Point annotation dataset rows
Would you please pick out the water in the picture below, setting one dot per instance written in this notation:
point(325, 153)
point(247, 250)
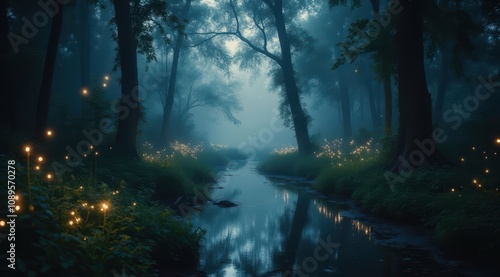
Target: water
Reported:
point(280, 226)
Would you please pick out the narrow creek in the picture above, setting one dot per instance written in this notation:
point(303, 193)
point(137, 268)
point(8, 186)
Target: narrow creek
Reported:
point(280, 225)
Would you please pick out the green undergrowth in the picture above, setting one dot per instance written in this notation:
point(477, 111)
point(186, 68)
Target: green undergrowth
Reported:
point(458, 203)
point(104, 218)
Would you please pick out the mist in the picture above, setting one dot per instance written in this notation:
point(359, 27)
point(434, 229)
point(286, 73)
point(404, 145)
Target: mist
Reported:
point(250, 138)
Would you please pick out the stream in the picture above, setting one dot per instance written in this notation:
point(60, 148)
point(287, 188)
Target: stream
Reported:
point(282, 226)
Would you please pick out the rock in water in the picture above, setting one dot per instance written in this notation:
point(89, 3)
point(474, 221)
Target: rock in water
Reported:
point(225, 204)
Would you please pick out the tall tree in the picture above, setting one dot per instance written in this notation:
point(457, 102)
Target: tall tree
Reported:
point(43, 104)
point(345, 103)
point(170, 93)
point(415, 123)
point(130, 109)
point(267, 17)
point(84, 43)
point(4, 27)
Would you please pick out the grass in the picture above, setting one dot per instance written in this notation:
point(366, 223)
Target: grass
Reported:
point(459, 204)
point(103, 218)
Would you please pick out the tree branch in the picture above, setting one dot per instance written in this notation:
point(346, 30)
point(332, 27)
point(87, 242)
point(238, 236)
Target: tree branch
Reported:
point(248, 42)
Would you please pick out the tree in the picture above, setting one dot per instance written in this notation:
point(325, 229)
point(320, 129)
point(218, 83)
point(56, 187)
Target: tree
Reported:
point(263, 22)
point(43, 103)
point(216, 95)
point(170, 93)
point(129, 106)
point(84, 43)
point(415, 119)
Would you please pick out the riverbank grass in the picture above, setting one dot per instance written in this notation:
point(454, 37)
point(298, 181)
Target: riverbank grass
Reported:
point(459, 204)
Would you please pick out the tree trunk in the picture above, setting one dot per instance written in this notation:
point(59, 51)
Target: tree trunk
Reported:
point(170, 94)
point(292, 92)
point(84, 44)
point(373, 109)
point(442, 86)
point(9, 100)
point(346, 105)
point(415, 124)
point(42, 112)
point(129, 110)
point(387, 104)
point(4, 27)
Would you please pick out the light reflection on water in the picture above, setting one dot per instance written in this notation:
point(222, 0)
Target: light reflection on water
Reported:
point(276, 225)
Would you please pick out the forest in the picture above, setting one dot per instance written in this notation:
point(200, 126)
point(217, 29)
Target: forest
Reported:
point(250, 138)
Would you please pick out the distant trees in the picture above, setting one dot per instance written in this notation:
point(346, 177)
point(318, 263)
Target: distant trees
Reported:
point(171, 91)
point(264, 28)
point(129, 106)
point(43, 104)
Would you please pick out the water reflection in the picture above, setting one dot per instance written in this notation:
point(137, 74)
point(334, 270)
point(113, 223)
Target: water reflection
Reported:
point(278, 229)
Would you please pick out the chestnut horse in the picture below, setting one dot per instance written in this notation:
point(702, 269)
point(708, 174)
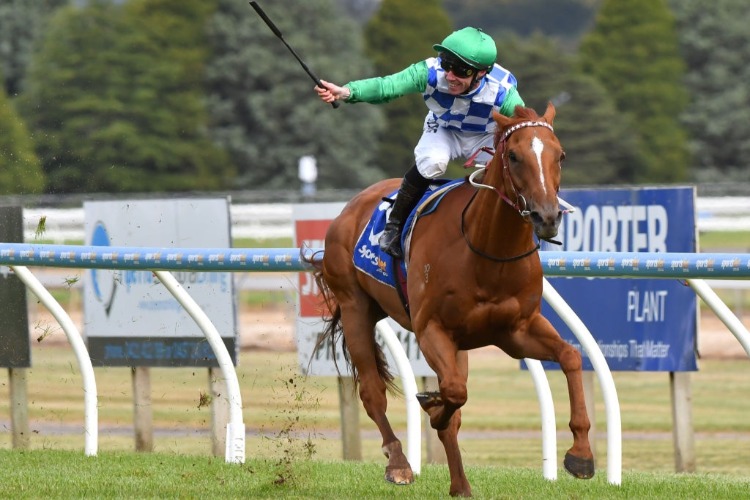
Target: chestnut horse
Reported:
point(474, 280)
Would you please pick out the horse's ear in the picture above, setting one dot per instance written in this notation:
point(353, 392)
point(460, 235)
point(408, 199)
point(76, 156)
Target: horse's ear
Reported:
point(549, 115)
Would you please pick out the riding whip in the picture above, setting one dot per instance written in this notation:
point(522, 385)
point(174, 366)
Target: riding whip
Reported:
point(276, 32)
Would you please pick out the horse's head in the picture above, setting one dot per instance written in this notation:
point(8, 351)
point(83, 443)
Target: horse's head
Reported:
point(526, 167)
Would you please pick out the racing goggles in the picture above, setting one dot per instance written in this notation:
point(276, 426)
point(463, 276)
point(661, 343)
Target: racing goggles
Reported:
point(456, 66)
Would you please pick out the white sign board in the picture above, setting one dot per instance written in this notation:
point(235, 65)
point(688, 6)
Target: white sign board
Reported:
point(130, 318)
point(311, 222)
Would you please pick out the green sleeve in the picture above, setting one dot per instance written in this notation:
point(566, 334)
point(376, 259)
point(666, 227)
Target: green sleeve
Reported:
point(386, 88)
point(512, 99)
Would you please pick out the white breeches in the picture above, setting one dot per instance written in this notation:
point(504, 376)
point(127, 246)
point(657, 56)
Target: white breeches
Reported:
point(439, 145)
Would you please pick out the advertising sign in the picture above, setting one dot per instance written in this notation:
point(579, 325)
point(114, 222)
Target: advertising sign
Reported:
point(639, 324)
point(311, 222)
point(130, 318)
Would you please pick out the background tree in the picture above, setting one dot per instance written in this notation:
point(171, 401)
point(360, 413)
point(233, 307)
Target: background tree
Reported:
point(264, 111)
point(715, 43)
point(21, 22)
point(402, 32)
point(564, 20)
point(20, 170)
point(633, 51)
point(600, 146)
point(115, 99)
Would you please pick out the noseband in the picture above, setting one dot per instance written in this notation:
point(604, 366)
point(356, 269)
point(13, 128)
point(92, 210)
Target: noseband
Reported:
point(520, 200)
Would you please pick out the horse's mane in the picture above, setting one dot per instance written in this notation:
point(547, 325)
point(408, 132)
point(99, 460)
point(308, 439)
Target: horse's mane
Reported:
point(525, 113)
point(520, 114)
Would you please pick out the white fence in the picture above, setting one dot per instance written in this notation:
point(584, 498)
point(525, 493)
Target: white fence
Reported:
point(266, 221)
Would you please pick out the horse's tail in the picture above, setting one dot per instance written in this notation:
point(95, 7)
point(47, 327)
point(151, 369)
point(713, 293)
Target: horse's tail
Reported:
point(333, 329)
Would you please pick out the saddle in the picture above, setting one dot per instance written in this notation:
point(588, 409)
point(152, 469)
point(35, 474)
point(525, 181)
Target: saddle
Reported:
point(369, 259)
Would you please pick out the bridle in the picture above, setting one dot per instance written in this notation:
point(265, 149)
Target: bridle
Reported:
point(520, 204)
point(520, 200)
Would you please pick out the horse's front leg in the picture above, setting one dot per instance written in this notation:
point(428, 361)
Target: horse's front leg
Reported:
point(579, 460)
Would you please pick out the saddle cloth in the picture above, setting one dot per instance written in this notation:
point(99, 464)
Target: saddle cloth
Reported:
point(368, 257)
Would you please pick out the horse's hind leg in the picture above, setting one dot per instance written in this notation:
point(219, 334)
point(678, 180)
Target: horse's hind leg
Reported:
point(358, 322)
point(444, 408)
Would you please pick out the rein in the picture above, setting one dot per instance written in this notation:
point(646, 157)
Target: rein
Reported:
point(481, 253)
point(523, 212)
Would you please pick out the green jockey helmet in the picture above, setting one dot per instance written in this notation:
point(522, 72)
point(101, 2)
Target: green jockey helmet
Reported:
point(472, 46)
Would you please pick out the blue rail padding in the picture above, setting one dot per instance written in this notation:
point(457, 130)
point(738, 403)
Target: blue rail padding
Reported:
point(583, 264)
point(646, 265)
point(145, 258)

...

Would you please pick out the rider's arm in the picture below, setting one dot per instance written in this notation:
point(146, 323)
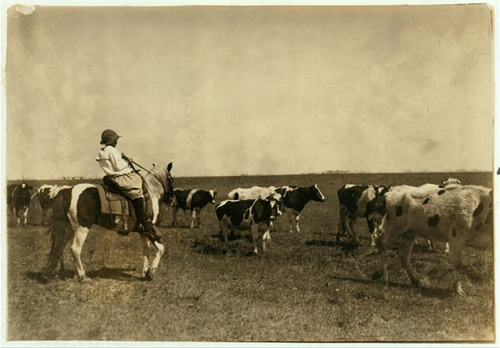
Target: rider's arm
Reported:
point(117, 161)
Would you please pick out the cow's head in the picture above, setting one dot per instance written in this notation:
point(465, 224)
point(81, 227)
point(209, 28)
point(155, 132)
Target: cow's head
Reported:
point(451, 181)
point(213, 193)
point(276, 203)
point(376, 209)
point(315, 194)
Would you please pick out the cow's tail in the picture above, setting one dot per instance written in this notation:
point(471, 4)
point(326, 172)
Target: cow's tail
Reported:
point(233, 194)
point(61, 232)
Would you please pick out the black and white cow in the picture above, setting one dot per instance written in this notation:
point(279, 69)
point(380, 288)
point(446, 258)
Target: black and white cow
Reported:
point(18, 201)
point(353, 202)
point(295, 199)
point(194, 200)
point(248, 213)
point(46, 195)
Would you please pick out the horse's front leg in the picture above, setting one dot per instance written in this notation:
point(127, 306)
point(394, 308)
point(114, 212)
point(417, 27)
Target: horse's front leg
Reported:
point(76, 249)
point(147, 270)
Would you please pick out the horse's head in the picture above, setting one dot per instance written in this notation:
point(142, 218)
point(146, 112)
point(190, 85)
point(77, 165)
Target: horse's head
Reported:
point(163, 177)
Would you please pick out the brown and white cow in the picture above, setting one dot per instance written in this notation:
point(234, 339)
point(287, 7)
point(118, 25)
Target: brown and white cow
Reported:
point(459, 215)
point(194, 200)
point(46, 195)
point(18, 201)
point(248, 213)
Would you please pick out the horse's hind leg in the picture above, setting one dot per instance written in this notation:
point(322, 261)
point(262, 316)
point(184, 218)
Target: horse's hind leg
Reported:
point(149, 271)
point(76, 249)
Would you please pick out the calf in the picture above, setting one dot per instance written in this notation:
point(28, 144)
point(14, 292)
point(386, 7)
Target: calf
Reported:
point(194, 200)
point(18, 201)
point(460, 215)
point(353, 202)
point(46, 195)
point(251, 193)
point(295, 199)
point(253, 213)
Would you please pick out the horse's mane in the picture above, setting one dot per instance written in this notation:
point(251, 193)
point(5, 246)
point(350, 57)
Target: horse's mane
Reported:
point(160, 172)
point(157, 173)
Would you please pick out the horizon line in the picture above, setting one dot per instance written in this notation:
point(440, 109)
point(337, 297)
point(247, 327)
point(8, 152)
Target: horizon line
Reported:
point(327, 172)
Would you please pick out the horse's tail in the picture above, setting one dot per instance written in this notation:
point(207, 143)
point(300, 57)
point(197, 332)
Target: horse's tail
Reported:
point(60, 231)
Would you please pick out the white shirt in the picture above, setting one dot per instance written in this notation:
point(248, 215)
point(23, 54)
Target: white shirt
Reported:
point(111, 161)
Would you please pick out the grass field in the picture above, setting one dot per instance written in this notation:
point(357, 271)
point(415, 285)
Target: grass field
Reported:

◆ Aim of the exercise ◆
Reproduce the rows starting at the line that contains "Would you please pick out the tree branch" and ending after the line that contains "point(248, 42)", with the requests included. Scale only the coordinates in the reported points by 1.8 and round to whole numbers, with halves rounded up; leave the requests and their sample points unchanged.

◆ Response to this exercise ◆
Would you please pick out the tree branch in the picture above, setting one dot per instance written in this notation:
point(346, 30)
point(332, 27)
point(87, 242)
point(238, 236)
Target: tree branch
Reported:
point(446, 76)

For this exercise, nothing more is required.